==== READING PASSAGE ====

Start Date: 08/01/2005
End Date: 07/01/2009

Large scale simulations of time-dependent partial differential equations (PDEs) often involve grids of multiple resolutions covering different subdomains. When explicit temporal integration is employed, stability requirements restrict the global simulation time step. The time step bound is driven by the finest mesh patch or by the highest wave velocity, and is typically (much) smaller than necessary for other variables in the computational domain. Improvements in the efficiency and overall simulation capabilities require the development of new, adaptive, multirate time integration methods. The development of multirate integration is challenging due to the conservation and stability constraints which time stepping schemes need to satisfy.

The overall goal of the proposed project is to develop efficient time stepping methods for parallel simulation of large-scale time-dependent PDEs. Multirate algorithms will be constructed such that: (1) different time steps can be used in different subdomains to achieve efficiency; (2) the methods can be constructed with high order of temporal accuracy; (3) linear and nonlinear stability impose only local restrictions of the step size (e.g., local Courant numbers); (4) the methods are conservative; and (5) different methods can be applied to different processes in multi-physics simulations. The research approach is to employ the framework of multirate integration for both Runge-Kutta and linear multistep methods. The multirate integration techniques will inherit the strong stability properties of the corresponding single rate integrators. Moreover, implicit-explicit multirate methods will be constructed, which are appropriate for multiphysics multiscale simulations. The methods will be illustrated in real-life, multi-scale, multi-physics simulations arising in the prediction of atmospheric pollution.

Grant Institution: National Science Foundation

Amount: $180,000

People associated with this grant:

Adrian Sandu

====

• [WHAT TO DO]:
Reproduce the grant summary from "Large scale simulations" to "need to satisfy.".

==== LISTED RECORDS ====

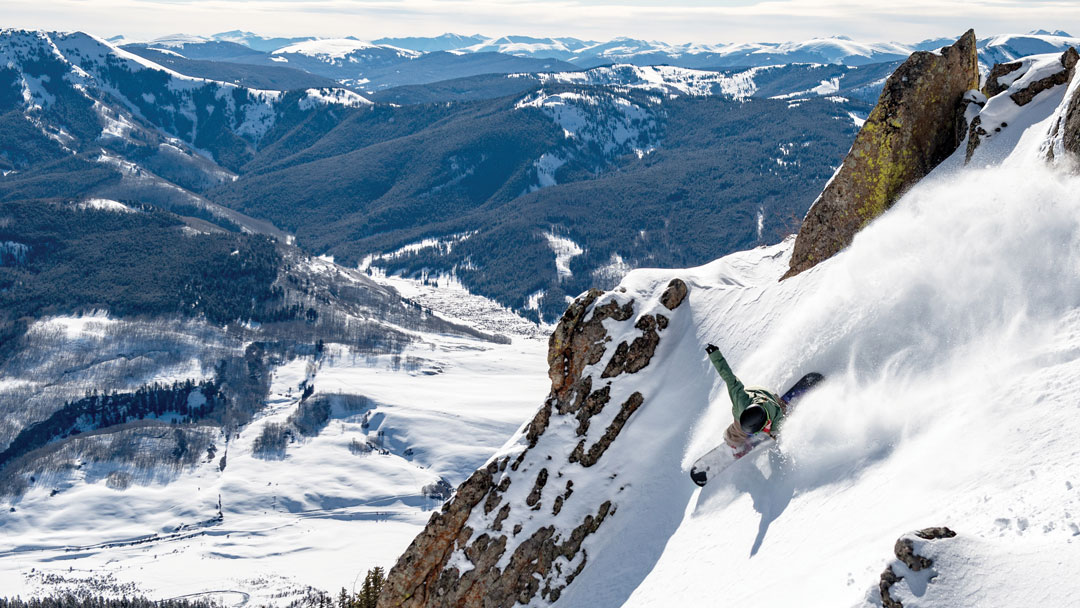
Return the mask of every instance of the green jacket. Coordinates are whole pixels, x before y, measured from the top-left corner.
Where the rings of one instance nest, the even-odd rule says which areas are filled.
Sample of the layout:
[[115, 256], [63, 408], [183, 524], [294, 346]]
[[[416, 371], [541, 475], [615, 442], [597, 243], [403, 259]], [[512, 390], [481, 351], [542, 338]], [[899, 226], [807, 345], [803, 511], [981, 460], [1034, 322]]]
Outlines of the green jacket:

====

• [THE RESPONSE]:
Large scale simulations of time-dependent partial differential equations (PDEs) often involve grids of multiple resolutions covering different subdomains. When explicit temporal integration is employed, stability requirements restrict the global simulation time step. The time step bound is driven by the finest mesh patch or by the highest wave velocity, and is typically (much) smaller than necessary for other variables in the computational domain. Improvements in the efficiency and overall simulation capabilities require the development of new, adaptive, multirate time integration methods. The development of multirate integration is challenging due to the conservation and stability constraints which time stepping schemes need to satisfy.